原文摘录 =

###

电荷失配对SiC半超结垂直双扩散金属氧化物半导体场效应管击穿电压的影响

杨帅; 汤晓燕; 张玉明; 宋庆文; 张义门

doi:10.7498/aps.63.208501

摘要

SiC半超结垂直双扩散金属氧化物半导体场效应管（VDMOSFET）相对于常规VDMOSFET在相同导通电阻下具有更大击穿电压. 在N型外延层上进行离子注入形成半超结结构中的P柱是制造SiC半超结VDMOSFET 的关键工艺. 本文通过二维数值仿真研究了离子注入导致的电荷失配对4H-SiC超结和半超结VDMOSFET 击穿电压的影响，在电荷失配程度为30%时出现半超结VDMOSFET的最大击穿电压. 在本文的器件参数下，P柱浓度偏差导致击穿电压降低15%时，半超结VDMOSFET柱区浓度偏差范围相对于超结VDMOSFET可提高69.5%，这意味着半超结VDMOSFET对柱区离子注入的控制要求更低，工艺制造难度更低.

关键词:

SiC /
半超结 /
电荷失配

Abstract

SiC semi-superjunction vertical double diffused MOS (VDMOSFET) has higher breakdown voltage than conventional SiC VDMOSFET with the same on-resistance. The ion implantation to form p pillar region on N-type epilayer is a key process to form semi-superjunction stucture. The influences of charge imbalance induced by ion implantation on breakdown voltages of 4H-SiC superjunction and semi-superjunction VDMOSFET are investigated through two-dimensional numerical simulation, and the largest breakdown voltage is obtained when charge imbalance is 30%. With the same structure parameters of devices, when breakdown voltage decreases by 15% due to the deviation of doping concentration in P pillars, the tolerance of doping concentration for the semi-superjunction VDMOSFET is 69.5% higher than for superjunction VDMOSFET which means that less precise process control of ion implantation for semi-superjunction VDMOSFET, will be required with less difficulty in the manufacture of pillars.

###

数据集条目 =
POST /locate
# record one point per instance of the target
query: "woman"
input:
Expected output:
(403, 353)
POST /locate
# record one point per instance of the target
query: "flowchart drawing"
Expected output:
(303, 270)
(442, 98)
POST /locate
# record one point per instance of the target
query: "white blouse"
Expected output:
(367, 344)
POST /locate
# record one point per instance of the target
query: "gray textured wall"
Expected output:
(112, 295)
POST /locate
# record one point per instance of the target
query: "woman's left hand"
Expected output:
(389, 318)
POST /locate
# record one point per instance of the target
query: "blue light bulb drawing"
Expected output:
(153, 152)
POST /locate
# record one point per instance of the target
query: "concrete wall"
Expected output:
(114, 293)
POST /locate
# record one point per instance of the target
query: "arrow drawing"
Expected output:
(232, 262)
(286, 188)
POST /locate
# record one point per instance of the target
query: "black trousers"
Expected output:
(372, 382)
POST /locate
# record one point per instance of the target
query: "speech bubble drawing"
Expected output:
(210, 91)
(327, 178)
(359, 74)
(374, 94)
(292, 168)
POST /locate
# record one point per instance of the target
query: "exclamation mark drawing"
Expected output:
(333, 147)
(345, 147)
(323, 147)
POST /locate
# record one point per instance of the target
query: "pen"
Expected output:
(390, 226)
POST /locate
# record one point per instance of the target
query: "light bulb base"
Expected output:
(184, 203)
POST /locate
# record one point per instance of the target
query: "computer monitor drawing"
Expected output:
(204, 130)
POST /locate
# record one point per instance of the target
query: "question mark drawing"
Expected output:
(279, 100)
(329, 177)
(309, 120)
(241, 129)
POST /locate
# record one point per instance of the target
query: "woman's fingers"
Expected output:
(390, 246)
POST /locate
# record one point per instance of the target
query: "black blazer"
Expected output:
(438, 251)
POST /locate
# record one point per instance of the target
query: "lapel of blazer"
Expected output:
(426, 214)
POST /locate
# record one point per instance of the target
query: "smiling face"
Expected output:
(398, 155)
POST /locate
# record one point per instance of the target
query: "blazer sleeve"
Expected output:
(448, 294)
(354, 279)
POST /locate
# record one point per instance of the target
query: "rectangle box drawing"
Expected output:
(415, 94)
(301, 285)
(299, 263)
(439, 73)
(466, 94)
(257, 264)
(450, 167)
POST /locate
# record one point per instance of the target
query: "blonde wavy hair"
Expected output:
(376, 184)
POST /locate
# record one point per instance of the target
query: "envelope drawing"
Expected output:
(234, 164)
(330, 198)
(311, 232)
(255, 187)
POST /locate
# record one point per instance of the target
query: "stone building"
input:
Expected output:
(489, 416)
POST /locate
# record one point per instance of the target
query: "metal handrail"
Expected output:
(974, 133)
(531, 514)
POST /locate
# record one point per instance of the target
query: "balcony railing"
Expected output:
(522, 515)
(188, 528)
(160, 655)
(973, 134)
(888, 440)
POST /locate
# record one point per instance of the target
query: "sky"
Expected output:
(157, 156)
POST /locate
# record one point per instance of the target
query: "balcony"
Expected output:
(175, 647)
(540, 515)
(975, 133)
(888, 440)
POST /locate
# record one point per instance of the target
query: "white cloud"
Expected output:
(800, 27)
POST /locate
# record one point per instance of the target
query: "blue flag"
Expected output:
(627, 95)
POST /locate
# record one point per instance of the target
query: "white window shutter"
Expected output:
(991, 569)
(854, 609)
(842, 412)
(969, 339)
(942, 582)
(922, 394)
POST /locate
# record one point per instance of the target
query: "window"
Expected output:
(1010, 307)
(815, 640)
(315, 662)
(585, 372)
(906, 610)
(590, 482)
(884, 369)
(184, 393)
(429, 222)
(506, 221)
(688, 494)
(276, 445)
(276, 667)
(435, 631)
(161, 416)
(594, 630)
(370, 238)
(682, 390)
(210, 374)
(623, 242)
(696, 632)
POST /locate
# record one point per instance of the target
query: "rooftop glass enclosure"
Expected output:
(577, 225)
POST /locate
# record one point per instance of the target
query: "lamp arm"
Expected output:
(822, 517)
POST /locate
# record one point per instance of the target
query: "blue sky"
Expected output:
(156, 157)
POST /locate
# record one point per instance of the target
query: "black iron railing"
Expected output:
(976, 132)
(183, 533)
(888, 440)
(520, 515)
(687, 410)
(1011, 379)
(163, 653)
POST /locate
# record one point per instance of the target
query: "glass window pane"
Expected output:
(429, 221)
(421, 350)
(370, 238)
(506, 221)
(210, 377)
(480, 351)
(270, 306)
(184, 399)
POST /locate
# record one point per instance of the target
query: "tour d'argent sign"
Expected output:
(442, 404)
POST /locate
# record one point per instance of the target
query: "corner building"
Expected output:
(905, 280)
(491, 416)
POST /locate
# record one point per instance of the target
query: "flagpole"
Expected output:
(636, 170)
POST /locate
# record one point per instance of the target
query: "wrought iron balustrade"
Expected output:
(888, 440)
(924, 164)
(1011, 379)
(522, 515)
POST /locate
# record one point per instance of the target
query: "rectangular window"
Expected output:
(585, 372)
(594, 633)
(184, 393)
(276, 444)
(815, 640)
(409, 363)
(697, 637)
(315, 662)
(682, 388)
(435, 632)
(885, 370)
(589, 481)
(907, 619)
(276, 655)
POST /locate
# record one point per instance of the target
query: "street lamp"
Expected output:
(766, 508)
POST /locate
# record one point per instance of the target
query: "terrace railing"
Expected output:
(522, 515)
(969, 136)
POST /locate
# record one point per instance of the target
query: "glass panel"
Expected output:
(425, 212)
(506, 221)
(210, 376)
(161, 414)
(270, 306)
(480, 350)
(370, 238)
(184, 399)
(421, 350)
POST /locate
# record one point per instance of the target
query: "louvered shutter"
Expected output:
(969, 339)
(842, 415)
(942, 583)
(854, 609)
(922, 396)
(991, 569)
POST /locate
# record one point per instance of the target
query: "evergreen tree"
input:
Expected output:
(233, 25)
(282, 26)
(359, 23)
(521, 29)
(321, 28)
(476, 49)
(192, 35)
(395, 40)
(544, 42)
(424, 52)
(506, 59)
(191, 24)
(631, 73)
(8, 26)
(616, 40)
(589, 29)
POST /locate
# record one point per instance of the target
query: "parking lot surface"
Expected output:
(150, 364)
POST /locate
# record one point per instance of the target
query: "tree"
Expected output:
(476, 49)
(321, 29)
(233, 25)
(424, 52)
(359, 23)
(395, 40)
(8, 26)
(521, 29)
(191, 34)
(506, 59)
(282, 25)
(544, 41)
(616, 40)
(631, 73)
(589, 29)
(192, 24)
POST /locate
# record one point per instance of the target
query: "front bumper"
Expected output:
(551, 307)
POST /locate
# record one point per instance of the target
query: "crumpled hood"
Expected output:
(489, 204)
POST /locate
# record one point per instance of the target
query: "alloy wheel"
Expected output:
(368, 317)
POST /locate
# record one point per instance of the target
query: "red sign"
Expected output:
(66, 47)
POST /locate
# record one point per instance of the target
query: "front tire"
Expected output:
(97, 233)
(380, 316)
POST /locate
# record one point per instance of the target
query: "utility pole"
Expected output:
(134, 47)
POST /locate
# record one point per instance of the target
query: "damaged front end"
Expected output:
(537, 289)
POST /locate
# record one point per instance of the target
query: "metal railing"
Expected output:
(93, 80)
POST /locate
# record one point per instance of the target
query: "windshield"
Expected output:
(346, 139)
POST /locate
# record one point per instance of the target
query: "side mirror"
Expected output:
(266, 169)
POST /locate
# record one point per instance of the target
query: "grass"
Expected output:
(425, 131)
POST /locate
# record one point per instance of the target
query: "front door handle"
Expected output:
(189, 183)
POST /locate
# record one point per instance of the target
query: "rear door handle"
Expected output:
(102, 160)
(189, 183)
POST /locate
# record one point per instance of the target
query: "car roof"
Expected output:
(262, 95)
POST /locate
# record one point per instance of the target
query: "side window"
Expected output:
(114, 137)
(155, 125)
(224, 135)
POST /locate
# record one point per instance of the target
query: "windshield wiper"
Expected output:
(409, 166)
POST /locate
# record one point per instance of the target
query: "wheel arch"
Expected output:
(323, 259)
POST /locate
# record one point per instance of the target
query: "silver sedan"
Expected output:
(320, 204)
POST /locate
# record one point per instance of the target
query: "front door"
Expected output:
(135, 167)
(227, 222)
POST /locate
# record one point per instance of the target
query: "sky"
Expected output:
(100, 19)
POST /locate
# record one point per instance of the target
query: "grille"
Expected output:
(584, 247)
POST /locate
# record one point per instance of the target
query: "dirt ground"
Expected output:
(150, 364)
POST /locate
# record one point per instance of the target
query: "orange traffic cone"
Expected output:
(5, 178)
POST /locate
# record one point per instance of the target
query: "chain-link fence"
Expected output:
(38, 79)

###

任务要求 =
[A] 展示条目中所有含有字符串“building”的行。
[B] 接着上文关于SiC半超结VDMOSFET电荷失配的摘录，从其最后一句之后继续撰写。

参考答案 =
[A]
query: "stone building"
query: "corner building"

[B]
Keywords:

作者及机构信息

1.
西安电子科技大学微电子学院, 宽禁带半导体材料与器件实验室, 西安 710071;

2.
西安电子科技大学先进材料与纳米科技学院, 西安 710071

基金项目: 国家自然科学基金（批准号：61274079，61176070）、陕西省自然科学基金（批准号：2013JQ8012）、高等学校博士学科点专项科研基金（批准号：20130203120017，20110203110010）和教育部重大专项（批准号：625010101）资助的课题.

Authors and contacts

1.
Laboratory of Wide Band-Gap Semiconductor Materials and Devices, School of Microelectronics, Xidian University, Xi'an 710071, China;

2.
School of Advanced Materials and Nanotechnology, Xidian University, Xi'an 710071, China

Funds: Project supported by the National Natural Science Foundation of China (Grant Nos. 61274079, 61176070), the Natural Science Foundation of Shananxi, China (Grant No. 2013JQ8012), the Specialized Research Fund for the Doctoral Program of Higher Education of China (Grant Nos. 20130203120017, 20110203110010), and the Key Specific Projects of Ministry of Education of China (Grant No. 625010101).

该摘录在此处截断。